#### WHAT THE EXERCISE ASKS
Word for word, repeat the data that follows. Do not include the pictures.

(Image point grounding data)
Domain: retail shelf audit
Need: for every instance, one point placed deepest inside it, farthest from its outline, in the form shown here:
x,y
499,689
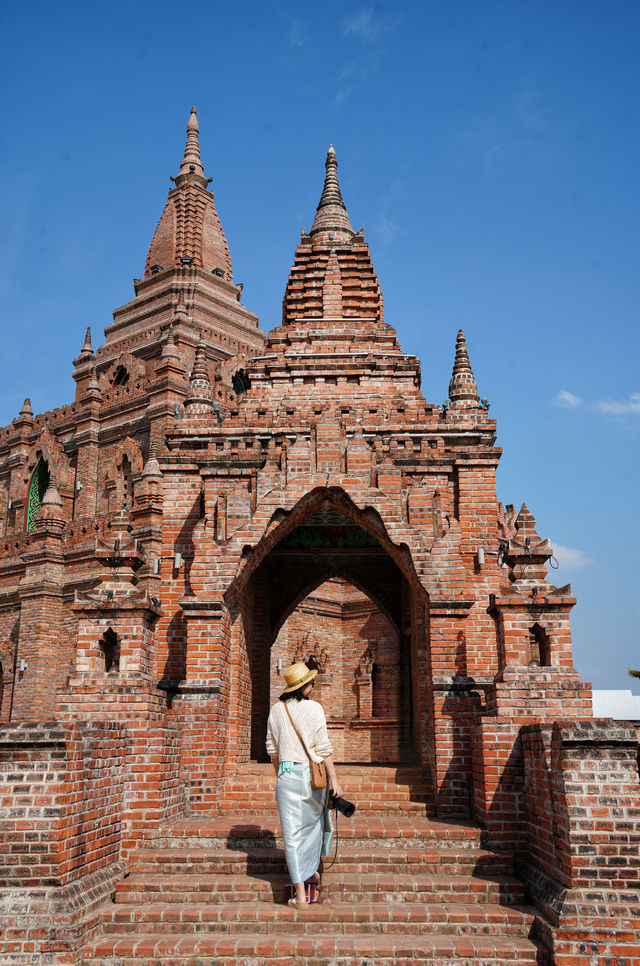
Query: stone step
x,y
268,806
312,949
359,796
343,917
273,887
192,861
394,774
372,831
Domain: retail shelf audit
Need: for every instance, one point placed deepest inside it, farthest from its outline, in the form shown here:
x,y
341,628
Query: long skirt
x,y
306,823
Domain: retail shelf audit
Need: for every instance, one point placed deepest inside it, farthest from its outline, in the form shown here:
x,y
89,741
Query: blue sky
x,y
491,153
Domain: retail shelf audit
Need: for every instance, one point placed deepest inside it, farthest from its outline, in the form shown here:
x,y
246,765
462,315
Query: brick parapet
x,y
582,819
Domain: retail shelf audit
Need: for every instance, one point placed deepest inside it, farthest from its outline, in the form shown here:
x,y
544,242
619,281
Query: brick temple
x,y
216,503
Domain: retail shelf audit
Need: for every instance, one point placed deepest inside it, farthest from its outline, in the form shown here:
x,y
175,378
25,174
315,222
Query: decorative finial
x,y
191,163
331,214
199,398
463,384
200,371
180,311
86,352
169,349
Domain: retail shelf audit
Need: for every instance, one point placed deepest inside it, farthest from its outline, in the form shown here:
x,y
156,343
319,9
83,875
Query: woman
x,y
301,807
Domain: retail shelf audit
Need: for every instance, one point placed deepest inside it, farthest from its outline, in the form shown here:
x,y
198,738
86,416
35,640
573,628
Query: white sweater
x,y
310,721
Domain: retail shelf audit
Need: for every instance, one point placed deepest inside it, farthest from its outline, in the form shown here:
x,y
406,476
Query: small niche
x,y
539,647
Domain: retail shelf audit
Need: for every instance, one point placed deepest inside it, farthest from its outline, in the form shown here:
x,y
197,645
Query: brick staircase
x,y
406,888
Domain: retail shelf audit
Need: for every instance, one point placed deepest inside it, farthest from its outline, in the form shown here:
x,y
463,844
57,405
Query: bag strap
x,y
297,733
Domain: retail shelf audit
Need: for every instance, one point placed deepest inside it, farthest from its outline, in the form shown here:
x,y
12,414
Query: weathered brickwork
x,y
216,503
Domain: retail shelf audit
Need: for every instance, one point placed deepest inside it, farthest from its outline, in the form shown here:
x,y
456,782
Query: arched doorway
x,y
329,545
363,670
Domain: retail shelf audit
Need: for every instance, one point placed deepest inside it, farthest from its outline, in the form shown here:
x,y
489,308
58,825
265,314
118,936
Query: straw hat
x,y
297,675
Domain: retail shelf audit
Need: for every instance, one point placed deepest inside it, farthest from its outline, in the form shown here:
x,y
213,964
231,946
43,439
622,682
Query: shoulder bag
x,y
318,770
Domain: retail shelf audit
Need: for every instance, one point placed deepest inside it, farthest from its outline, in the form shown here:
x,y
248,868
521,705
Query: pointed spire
x,y
86,352
191,164
331,215
463,384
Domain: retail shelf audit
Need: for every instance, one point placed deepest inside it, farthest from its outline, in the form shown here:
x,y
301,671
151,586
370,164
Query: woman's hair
x,y
298,695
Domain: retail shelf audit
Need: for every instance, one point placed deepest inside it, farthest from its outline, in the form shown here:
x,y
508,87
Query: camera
x,y
343,806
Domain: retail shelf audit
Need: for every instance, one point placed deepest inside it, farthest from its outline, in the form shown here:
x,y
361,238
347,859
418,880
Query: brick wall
x,y
582,810
62,801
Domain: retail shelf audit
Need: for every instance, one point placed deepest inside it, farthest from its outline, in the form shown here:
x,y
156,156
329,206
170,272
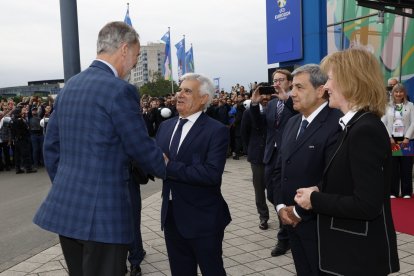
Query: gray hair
x,y
206,85
113,34
316,76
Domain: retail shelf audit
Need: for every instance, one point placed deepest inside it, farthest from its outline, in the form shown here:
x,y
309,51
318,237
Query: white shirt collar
x,y
314,113
109,65
343,121
193,117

#### OUTPUT OF THE EXERCISE
Domain: retail shelf audit
Need: for every instance, one point placed deepest inside it, farthest from its outline, in the form shown here:
x,y
499,689
Query: stone step
x,y
268,806
312,949
359,796
343,917
273,887
192,861
394,774
372,831
Domain: retail shelf audit
Need: for every instance, one point placed deepest inside it, farthest from its outline, in the form shown here:
x,y
341,628
Query: long skirt
x,y
306,823
Domain: retail shelf audit
Need: for every instance, one point placed deepest inside it, farthest from its outline, in the form shown here:
x,y
89,741
Query: blue sky
x,y
491,153
Domain: retail shelf audit
Need: for every instance, one point placed deepest inside it, farthest from its outline, in the form shown here:
x,y
246,765
462,315
Query: brick parapet
x,y
582,819
Domain: retail shelf audit
Need: for every instance, one point placed deepest inside it, farthest from its outline, in the form shown here:
x,y
544,242
619,281
Query: brick temple
x,y
216,503
Domain: retail shelf audit
Need: for every instance, one point placed deepest inside it, farthest from its outline, in the form shown here:
x,y
175,378
25,174
315,222
Query: decorative finial
x,y
191,163
331,214
199,398
463,384
200,371
180,311
86,352
169,349
Domain: retail shelf audit
Need: for every instance, one point placed deepest inside it, farthest from its outline, in the form shown here:
x,y
156,343
319,9
83,875
Query: woman
x,y
301,807
Domain: retail shelf audit
Need: for every instance, one point placed deepest inside it, farthest from its outline, in the form shown here:
x,y
198,738
86,416
35,640
573,628
Query: white sweater
x,y
310,721
Domain: retail shelf audit
Need: for every instance, one point placed deepest inside it, farthest from its outline, in the form shown here:
x,y
406,476
Query: small niche
x,y
539,647
Domain: retail shelf audit
Need: for every instance, one point placed deepest inside it, farthest from its outline, in the form shown here:
x,y
197,645
Query: brick staircase
x,y
406,888
Domain: retail shelf audit
Need: for every instance, one point placed deepest inside it, farthest from its outline, in the form shown here:
x,y
463,844
57,405
Query: bag strap
x,y
297,733
Domain: retail shelf audit
Need: for every instance, one point placed deepest inside it, farthest from its outline, in the form shown here:
x,y
12,414
Query: weathered brickwork
x,y
216,503
Domain: retail shelf audit
Need: for every instance, one point placed deepest inside it, farthest from its outline, in the form shown here:
x,y
456,782
Query: arched doorway
x,y
329,545
363,670
Domain: retail shelf audit
Need: for every instance, one point placed deepest inside it, farthest from its outline, in the form shown here:
x,y
489,308
58,825
265,314
118,936
Query: straw hat
x,y
297,675
Domain: retail shelf audit
Need: for every instance, one point placed deepest inside it, farthest from its outline, in the form shown here:
x,y
213,964
231,946
43,439
622,682
Query: shoulder bag
x,y
318,770
Domain: retail shelf audit
Need: for every instance, one point placed deepest inside it, farthest from its outline, in the form shown here:
x,y
248,868
521,705
Query: pointed spire
x,y
86,352
191,164
331,215
463,384
Domain: retail shelf audit
Need: for every instance, one point placed deepest inside it, farthest from its outline, in the form shown here:
x,y
301,671
151,586
370,164
Query: woman's hair
x,y
298,695
Domain: retail shelf audit
Need: for every instance, one point placed deepest inside it, farthest from its outline, in the form shown here:
x,y
508,87
Query: camera
x,y
343,806
Domain: retail shelf audit
Need: for every instance, one point placed deepest inside it, farthest from its outline, in the form shown here:
x,y
361,238
347,859
418,880
Query: brick wall
x,y
582,810
62,801
Domain: retail shelf audit
Need: for every instance, one point placed deepest inside it, farthest from its outline, in the form shown here:
x,y
156,156
329,206
170,272
Query: gray hair
x,y
206,85
113,34
316,76
Domain: retail shelf audit
Need: for every instance, one point placed deepest inside it, farthest from its outline, in the form shown here:
x,y
309,51
318,237
Query: white shirt collar
x,y
314,113
109,65
343,121
193,117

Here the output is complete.